■ Text:

§ §

The best way to keep moles away is by creating an environment that doesn’t suit them. Planting these helpful flowers throughout your garden, and especially around the borders, naturally drives moles away without the use of harmful chemicals. Plant castor beans cautiously, as all parts of the plant are poisonous except the beans.
How to Keep Moles Away with Coffee Grounds
Old coffee grounds are instrumental in the garden for many reasons. They are an excellent way to augment your fertilizer routine, as well as an efficient way of dealing with a mole problem.
Sprinkle used coffee granules wherever you see mole activity. Concentrate on the entrance holes to the mole tunnels by placing the coffee grounds directly inside the hole and covering it over with soil to diffuse the coffee’s smell.
Attract Moles’ Predators
One of the most natural ways to keep moles away is to let Mother Nature do the work for you. Owls are one of the moles’ main predators and one of the best home remedies to kill mice that may also make your yard their home.
Try installing a nesting box near your garden in the early spring when owls and other birds of prey begin to look for a nesting site. This way, the owls help control the mole population and other pests like voles, shrews, gophers, rabbits, and mice.
Install Barriers to Deter Moles
Mole tunnels tend to be close to the surface. If you have an ongoing problem with moles in your garden, consider installing a solid barrier around the space to prevent moles from tunneling inside.
Bury hardware cloth, aluminum sheathing, or quarter-inch stainless steel wire mesh at least two feet deep and construct a fence that is at least two feet high. Make your fence at least six feet tall if you’re also trying to keep our larger pests like deer.
How to Make a DIY Mole Trap
If you have a severe mole infestation, you may need to take more drastic measures toward mole removal.
Even if you do need to kill moles, it’s still best to avoid using poison, which is dangerous for pets and children, contaminates the soil, and could kill the predators who may eat a poisoned mole.
One common chemical repellent touted for getting rid of snakes and moles is mothballs. However, these are not very effective, and the chemicals in mothballs are toxic to both humans and pets.

§ §

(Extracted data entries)
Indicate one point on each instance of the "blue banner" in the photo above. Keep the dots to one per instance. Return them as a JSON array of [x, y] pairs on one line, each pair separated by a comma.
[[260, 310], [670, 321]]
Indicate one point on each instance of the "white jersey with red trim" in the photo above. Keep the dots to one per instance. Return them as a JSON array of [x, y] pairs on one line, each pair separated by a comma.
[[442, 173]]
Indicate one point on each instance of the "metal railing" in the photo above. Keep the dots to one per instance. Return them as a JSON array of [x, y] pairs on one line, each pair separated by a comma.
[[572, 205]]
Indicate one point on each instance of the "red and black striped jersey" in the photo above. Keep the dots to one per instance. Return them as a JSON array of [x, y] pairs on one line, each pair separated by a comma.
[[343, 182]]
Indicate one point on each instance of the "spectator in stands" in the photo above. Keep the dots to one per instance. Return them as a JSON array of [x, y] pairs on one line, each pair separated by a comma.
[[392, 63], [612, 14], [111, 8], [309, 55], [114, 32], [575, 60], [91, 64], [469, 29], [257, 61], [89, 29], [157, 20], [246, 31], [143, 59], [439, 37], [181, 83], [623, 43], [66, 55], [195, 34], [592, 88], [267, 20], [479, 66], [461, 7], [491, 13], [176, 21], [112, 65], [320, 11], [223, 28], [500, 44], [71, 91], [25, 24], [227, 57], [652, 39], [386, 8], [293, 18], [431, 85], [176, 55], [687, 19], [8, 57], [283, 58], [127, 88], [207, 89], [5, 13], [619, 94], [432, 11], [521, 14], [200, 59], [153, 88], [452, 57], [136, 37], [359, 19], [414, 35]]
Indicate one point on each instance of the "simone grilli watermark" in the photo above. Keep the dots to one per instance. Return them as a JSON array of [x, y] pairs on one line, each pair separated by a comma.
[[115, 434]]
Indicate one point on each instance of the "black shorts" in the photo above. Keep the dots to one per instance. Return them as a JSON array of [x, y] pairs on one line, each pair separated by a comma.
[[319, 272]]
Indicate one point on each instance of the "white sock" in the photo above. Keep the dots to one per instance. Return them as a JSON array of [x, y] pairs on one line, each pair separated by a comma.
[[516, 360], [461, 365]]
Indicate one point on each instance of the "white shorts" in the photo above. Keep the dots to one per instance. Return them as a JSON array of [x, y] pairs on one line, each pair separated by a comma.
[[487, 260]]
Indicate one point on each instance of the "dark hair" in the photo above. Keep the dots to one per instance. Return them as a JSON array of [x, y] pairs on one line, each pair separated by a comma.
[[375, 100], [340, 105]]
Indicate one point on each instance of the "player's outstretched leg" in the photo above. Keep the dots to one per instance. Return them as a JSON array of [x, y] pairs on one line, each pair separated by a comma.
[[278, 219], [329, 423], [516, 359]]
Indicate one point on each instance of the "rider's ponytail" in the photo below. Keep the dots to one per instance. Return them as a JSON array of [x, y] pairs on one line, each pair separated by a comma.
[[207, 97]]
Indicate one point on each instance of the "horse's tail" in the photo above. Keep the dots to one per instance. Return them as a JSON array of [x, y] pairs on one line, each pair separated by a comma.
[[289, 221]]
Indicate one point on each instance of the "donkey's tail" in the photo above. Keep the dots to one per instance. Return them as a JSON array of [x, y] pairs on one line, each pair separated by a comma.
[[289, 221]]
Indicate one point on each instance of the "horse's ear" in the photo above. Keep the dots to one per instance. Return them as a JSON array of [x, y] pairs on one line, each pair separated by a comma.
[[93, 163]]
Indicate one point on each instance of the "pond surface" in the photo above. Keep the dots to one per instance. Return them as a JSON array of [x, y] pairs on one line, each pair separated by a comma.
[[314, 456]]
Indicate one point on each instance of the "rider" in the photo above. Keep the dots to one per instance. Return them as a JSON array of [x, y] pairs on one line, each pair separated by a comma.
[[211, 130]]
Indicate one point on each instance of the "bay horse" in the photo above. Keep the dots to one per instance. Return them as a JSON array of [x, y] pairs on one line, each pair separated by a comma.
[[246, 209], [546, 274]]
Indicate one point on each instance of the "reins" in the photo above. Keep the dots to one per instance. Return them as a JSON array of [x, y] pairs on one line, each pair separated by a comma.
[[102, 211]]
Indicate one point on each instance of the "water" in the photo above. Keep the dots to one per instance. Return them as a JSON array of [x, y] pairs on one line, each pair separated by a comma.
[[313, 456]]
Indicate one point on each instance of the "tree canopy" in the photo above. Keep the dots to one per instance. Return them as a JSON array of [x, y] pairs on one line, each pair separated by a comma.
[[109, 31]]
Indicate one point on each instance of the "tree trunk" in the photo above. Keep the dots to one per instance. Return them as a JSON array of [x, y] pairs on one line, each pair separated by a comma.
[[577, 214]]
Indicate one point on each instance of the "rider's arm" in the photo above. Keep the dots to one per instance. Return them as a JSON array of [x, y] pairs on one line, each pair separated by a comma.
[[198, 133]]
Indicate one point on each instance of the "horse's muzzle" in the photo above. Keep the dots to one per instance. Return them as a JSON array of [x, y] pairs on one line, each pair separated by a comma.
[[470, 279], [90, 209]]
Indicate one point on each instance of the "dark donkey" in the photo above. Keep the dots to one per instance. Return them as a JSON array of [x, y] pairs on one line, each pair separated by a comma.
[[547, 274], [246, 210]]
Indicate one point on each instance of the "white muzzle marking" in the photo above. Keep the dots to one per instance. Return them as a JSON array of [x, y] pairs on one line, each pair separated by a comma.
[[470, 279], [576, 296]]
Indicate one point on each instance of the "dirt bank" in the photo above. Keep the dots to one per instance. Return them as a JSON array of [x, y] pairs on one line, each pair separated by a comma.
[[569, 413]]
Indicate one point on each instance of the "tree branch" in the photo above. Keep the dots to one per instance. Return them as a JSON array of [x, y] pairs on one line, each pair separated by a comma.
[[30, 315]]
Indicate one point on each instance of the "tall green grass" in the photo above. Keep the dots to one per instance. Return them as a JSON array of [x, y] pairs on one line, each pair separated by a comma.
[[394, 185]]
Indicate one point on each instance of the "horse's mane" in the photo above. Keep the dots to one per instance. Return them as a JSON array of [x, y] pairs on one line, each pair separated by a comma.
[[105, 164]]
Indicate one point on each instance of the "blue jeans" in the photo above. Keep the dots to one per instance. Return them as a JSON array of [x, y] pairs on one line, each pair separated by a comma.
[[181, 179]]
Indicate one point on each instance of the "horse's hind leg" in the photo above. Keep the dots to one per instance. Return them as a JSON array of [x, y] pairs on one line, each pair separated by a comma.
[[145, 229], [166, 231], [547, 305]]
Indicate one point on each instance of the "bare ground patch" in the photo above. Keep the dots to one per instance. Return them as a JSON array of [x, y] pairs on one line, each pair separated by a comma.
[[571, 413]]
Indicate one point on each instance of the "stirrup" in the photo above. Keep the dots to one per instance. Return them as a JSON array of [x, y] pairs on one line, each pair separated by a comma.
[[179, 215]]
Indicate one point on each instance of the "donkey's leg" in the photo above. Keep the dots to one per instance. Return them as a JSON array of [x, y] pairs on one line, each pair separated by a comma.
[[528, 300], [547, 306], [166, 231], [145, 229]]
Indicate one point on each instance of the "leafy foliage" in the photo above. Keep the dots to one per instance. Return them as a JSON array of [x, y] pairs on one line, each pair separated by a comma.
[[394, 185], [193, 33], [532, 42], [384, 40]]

§ §

■ Work request A:
According to the text on keeping moles away, how deep should a barrier against moles be buried?
■ Work request B:
Reproduce the stretch of the text on keeping moles away from "Attract Moles’ Predators" through "rabbits, and mice.".

■ Exercise solution A:
At least two feet deep.

■ Exercise solution B:
Attract Moles’ Predators
One of the most natural ways to keep moles away is to let Mother Nature do the work for you. Owls are one of the moles’ main predators and one of the best home remedies to kill mice that may also make your yard their home.
Try installing a nesting box near your garden in the early spring when owls and other birds of prey begin to look for a nesting site. This way, the owls help control the mole population and other pests like voles, shrews, gophers, rabbits, and mice.